(Beginning of Source text)

And drumroll, please, Mariele told me she wanted to play with them! Not sure how we communicated it, but I let her meet Rosa and that was excellent, then they went out and played! Put her back in the house and got Rocco out, and I could hear Mariele barking-she wanted to play with him! So I figured, well, she can always jump up on the benches on the deck...instead...they had a grand old time! 

My puppy trainers-Ilsa and Mariele...look at Ilsa's leg hair-meets her belly hair-hard to believe she's 48#! Mariele needs to lose about 2#, she is more like cobby and puts weight on quickly. 









Rosa says did I just get taller? Or is this not Ilsa?









Oh, I am not Ilsa, my leetle friend, there is no jumping on me, so don't even think of it!









Whatcha waiting for leetle Rosa?









AH! You got me!









PSYCH! So sorry leetle one...









WOW! That old dog sure is fast!









Little fraggle girl pics-she makes me smile so much-


















I am even cuter in person! 









Because then you get my XOXO!









Now, the Prince...who this morning was doing the "dominance muttering" noises (ee ha, haw, ee, ee, ee, haw) that Kramer did. EEEK! That is not one of my favorite Kramer characteristics!







But it was so weird to hear. 

So I hear big things about you, leetle one...









Perhaps you have heard about me...I can hypnotize you to show your goodies to the world...I am...Mariele!









I can blow you backwards with a single bark!









Levitate you! (more or less)









Get you to copy my every move...









Stop! Someone check my thyroid!









The distraction worked! Eat my dust puppy boy!












































They all had fun-Mariele was so good. So proud of her-and all her idea! 

Thanks for looking and following the friends. OH! A stealth bomber went over today (airshow) and no reaction-we weren't outside, but still...pretty good!


----------



## Daisy1986

*Re: The leetle friends make ANOTHER friend (many pics)*

Yesssss! I have awesome timing again! Stopped by when there is pictures..(I do sleep, really I do...







)

WOnderful pictures!!! They just get better and better! 

The show my goodies to the world one, cracked me up!!







Yikes, Rocco! TMI.









Ilsa and Mariele are wonderful!! Love the pics with Mariele playing. 

I wish I could get some Rosa XOXO's!!







What a sweetheart.


----------



## wolfstraum

*Re: More leetle friends...*

ahhhh







They are just sooo precious!

(End of Source text)
(Beginning of Excerpted data)

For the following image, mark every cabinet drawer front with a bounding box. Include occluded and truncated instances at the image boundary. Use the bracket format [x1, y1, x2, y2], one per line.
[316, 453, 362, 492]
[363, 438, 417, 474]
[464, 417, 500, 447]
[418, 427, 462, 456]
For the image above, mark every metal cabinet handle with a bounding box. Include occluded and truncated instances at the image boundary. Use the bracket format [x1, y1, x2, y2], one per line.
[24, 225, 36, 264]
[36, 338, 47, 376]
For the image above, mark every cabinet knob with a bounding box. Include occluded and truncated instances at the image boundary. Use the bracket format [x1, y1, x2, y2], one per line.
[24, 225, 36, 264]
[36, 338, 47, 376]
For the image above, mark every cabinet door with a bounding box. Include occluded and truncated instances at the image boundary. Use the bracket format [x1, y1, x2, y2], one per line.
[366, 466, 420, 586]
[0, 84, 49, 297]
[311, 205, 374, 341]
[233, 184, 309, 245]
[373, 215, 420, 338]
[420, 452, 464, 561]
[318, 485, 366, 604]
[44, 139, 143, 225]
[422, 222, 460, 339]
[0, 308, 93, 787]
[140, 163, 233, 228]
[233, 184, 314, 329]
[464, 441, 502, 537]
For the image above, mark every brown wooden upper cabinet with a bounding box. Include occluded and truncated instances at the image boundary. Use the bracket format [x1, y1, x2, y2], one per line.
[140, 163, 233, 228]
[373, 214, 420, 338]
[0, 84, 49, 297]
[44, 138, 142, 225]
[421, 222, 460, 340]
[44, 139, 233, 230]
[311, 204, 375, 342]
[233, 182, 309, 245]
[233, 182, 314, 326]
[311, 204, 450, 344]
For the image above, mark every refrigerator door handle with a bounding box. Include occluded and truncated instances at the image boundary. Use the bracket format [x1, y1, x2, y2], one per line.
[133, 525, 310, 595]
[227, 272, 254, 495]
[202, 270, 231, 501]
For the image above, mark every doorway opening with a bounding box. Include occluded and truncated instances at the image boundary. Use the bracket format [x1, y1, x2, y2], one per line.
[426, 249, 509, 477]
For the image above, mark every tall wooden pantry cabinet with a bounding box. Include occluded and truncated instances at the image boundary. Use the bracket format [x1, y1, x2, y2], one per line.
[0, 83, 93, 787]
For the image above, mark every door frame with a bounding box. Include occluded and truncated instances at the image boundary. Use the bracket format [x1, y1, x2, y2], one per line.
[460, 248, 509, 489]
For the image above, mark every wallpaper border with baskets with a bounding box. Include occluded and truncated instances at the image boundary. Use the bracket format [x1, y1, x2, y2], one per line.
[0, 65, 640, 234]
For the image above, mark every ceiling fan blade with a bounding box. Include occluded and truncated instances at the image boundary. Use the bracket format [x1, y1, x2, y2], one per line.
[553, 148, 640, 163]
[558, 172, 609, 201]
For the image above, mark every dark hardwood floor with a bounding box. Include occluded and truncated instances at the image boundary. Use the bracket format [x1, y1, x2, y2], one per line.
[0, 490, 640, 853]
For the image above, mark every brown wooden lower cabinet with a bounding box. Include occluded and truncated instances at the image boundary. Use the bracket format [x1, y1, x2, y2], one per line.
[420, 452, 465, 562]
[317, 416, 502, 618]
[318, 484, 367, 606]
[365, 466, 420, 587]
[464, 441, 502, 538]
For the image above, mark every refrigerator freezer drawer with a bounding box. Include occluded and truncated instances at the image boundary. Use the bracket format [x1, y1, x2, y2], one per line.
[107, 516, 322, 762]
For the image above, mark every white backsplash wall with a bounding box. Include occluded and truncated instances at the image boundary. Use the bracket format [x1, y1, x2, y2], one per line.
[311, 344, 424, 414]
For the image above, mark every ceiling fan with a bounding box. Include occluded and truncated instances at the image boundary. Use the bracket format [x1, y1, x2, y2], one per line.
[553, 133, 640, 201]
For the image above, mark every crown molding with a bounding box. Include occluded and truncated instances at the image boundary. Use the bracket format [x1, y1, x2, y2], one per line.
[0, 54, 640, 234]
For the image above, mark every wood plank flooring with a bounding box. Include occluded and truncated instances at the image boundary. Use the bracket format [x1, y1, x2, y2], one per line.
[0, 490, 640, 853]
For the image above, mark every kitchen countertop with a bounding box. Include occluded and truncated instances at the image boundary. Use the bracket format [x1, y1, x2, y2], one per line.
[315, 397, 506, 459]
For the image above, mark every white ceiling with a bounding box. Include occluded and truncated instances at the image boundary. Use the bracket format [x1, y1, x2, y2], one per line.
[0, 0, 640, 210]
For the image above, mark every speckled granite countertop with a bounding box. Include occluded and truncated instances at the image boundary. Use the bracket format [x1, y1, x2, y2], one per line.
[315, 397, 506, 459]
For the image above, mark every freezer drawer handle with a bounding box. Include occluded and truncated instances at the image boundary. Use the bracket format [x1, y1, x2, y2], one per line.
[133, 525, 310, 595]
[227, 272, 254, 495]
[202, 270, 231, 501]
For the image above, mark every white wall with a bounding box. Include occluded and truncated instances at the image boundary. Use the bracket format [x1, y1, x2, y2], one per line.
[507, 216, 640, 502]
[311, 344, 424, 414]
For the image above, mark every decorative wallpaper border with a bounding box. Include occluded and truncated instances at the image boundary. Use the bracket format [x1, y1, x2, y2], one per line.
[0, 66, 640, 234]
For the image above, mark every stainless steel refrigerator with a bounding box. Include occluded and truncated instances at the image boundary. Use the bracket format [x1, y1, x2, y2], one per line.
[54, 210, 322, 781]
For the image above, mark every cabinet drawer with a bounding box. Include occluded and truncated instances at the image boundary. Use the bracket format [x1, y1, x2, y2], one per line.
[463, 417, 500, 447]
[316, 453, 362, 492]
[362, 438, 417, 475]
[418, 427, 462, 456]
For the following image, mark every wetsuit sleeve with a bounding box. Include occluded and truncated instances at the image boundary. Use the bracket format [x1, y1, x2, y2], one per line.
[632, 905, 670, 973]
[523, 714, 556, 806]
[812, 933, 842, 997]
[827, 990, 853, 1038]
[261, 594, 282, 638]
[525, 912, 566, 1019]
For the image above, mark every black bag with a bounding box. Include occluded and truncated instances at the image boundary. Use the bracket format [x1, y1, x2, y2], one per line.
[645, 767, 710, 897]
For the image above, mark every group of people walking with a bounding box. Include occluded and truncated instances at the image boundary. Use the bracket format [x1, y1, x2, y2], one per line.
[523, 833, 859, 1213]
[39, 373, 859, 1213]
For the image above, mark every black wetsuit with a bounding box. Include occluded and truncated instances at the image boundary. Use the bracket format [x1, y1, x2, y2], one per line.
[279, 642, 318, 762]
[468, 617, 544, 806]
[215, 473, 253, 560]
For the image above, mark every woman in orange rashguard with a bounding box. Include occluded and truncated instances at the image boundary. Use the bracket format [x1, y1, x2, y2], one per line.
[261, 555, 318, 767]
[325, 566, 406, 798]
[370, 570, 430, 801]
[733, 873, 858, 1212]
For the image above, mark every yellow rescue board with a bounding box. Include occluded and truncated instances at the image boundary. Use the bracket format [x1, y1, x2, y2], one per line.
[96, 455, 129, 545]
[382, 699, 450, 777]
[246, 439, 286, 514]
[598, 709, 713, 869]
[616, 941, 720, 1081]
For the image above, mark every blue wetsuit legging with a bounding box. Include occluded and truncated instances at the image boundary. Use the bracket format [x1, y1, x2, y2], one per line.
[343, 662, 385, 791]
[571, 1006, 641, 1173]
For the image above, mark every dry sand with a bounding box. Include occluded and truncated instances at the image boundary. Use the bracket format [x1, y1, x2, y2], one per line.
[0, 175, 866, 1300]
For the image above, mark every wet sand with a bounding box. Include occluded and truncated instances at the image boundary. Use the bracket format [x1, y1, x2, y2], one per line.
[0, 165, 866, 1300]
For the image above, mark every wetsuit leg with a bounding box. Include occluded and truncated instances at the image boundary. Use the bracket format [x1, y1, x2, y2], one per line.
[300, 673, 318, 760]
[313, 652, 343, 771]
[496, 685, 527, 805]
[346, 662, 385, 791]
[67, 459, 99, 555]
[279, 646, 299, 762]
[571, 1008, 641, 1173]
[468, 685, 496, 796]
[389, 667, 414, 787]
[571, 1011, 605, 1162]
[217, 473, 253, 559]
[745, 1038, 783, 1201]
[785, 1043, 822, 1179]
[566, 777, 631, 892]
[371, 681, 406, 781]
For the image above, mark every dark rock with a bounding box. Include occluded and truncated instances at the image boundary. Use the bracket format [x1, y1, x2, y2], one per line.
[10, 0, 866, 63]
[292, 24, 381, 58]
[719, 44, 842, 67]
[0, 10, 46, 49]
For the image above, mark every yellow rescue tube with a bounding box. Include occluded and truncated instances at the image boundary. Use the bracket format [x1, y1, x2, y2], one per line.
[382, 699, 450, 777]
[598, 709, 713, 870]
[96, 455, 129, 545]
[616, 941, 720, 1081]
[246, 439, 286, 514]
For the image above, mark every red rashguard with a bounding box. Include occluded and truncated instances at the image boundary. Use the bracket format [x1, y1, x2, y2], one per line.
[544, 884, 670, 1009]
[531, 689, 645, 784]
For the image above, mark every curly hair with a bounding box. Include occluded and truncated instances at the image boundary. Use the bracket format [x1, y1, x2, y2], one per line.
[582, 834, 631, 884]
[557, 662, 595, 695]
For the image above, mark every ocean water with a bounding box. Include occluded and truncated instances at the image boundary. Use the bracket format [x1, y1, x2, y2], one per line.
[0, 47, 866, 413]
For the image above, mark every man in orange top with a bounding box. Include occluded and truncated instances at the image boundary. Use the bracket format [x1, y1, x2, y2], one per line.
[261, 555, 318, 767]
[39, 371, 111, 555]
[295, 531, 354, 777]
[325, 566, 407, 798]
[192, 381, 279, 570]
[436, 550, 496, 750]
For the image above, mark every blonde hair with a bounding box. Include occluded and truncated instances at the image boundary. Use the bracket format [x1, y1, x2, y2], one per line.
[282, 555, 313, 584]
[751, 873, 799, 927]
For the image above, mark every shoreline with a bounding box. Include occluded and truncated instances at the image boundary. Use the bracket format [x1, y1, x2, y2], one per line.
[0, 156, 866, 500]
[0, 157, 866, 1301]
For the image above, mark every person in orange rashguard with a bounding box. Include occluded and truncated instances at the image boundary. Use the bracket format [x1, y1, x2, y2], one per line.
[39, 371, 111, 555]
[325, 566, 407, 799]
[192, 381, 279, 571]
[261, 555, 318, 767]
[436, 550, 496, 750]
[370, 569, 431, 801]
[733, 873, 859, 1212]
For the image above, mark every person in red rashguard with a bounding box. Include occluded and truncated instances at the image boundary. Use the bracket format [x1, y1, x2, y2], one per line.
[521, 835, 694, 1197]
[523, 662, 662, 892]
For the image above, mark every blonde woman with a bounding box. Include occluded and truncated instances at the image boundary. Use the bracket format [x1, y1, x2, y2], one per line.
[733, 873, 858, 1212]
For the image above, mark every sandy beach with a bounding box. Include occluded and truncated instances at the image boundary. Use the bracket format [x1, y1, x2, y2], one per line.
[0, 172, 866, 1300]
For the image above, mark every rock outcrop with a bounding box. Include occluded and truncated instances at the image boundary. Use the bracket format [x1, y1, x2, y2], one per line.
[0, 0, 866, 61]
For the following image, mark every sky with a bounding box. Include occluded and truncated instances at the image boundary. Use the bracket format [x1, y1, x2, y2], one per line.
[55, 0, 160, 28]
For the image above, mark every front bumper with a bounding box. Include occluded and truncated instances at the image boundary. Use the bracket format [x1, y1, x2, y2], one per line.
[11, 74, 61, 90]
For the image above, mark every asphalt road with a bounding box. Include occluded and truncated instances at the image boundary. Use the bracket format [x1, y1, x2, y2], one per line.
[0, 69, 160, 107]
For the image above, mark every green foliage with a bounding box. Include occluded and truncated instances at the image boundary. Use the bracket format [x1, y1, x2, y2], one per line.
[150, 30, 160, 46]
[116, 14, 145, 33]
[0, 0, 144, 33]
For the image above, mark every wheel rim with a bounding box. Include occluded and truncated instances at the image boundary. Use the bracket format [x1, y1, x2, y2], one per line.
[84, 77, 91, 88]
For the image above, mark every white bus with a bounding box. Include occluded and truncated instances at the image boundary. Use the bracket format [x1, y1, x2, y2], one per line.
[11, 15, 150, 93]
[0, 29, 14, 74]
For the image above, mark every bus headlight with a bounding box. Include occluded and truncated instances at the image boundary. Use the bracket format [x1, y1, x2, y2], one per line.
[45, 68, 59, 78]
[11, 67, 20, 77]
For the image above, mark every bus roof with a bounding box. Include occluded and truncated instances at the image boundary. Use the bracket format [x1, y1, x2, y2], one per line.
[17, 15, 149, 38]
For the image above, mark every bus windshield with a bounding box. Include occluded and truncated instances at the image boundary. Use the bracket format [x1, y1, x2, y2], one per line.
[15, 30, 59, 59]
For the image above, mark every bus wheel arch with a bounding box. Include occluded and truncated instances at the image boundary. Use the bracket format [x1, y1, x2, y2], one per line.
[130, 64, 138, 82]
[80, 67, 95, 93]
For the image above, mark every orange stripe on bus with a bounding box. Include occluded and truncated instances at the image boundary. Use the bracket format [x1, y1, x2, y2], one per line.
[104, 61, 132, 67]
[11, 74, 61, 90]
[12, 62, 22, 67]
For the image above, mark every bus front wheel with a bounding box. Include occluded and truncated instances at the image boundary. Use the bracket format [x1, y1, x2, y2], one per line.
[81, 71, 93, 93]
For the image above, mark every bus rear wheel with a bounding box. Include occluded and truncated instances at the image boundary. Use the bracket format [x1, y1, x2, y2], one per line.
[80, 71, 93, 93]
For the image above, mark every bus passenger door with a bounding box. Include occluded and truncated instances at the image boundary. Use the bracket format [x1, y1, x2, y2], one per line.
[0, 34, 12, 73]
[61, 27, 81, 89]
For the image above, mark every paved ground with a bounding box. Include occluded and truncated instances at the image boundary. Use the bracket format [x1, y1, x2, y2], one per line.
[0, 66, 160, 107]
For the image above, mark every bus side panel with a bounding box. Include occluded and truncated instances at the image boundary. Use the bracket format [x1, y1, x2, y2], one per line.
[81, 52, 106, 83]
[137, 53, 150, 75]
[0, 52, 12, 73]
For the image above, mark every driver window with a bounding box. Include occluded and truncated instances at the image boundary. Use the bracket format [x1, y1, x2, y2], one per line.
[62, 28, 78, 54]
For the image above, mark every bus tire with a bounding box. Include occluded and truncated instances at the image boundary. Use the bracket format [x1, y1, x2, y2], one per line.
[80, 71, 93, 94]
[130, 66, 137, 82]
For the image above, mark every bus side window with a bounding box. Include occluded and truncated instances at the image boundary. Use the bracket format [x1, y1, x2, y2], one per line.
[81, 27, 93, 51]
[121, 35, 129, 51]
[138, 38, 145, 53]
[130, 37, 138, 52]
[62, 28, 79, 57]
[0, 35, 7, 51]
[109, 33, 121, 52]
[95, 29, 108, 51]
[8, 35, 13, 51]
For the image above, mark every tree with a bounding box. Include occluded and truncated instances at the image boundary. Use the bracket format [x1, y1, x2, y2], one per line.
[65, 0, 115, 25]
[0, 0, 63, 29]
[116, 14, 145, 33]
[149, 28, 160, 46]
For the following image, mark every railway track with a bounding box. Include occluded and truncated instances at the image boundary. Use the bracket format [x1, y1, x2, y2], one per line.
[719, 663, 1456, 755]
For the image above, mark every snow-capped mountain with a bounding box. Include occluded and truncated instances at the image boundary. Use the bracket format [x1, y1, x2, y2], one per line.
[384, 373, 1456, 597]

(End of Excerpted data)

▶ Using the information:
1) In the dog thread, list every name mentioned in the reply posted by Daisy1986.
2) Pick up the dog thread after its final sentence and write what comes next.

▶ List of answers:
1) Rocco, Ilsa, Mariele, Rosa

2)
Lee


----------



## littledmc17

*Re: The leetle friends make ANOTHER friend (many pics)*

those were awesome 
Rosa is adorable and LOVE Rocco what a firecracker


----------



## Amaruq

*Re: The leetle friends make ANOTHER friend (many pics)*

Sooooooo Jean will they be making a trip with you to visit some "friends" before Rosa moves out?


----------



## kshort

*Re: The leetle friends make ANOTHER friend (many pics)*

Oh my gosh, oh my gosh, oh my gosh...how can any puppy possibly be this cute!!!!!!!!!!!!!!!!!!!










I'm totally and completely in love with this little girl. She reminds me so much of Murphy as a puppy. With Murph's keeshound mask and the same petite face, there is such a similarity. The sweetness just poors out of Rosa...







Rocco is just as gorgeous -- so full of himself and full of fun! 

Looks like the big doggies are so accepting of these two - how wonderful! My poor, poor Mario - scared of those baby puppies??? All the more reason he should move to Colorado!!


----------



## kshort

*Re: The leetle friends make ANOTHER friend (many pics)*

oops..."Keeshond" - spelled it wrong...


----------



## Tula

*Re: The leetle friends make ANOTHER friend (many pics)*

Jean - I so admire you and everyone else that consistently fosters. I don't know how you guys do it. My heart would be breaking all the time from saying goodbye... I don't like to say goodbye. And these babies are just too cute, I don't think I would be able to trust anyone else to their care! Guess that's why I don't foster, I would keep them all and end up as the crazy hoarding lady down the street! LOL


----------



## kelso

*Re: The leetle friends make ANOTHER friend (many pics)*








this entire thread! I come here as well to check up...it is a guaranteed smile and warm fuzzy! Love reading about them


----------



## galadybug

*Re: The leetle friends make ANOTHER friend (many pics)*

Just had to stop by and get a cuteness fix!!


----------



## Mary Jane

*Re: The leetle friends make ANOTHER friend (many pics)*

I'm probably the last one to notice, but Rocco's mask makes a perfect heart. Is somebody telling us something?



> Originally Posted By: JeanKBBMMMAAN[/IMG]


MJ


----------



## aubie

*Re: The leetle friends make ANOTHER friend (many pics)*

Gosh Rosa is growing!! They are both adorable as always....I want a leetle friend!!!


----------



## JenM66

*Re: The leetle friends make ANOTHER friend (many pics)*






















I love them!!!!!!!!!


----------



## GSDTrain

*Re: The leetle friends make ANOTHER friend (many pics)*

great pics!


----------



## chinsNdobermans

*Re: The leetle friends make ANOTHER friend (many pics)*

Rocca's face is so lovely! Gosh he's a handsome pupster!


----------



## gsdlove212

*Re: The leetle friends make ANOTHER friend (many pics)*
























OMG Jean these two are jsut too cute! I am so glad you have such great puppy helpers...looks like your pack enjoys them for the most part....just don't tell anyone


----------



## DancingCavy

*Re: The leetle friends make ANOTHER friend (many pics)*

I love the leetle friends. They are absolutely precious. I'm glad to see they're getting along with the members of the Packistan.







I love seeing doggies playing together.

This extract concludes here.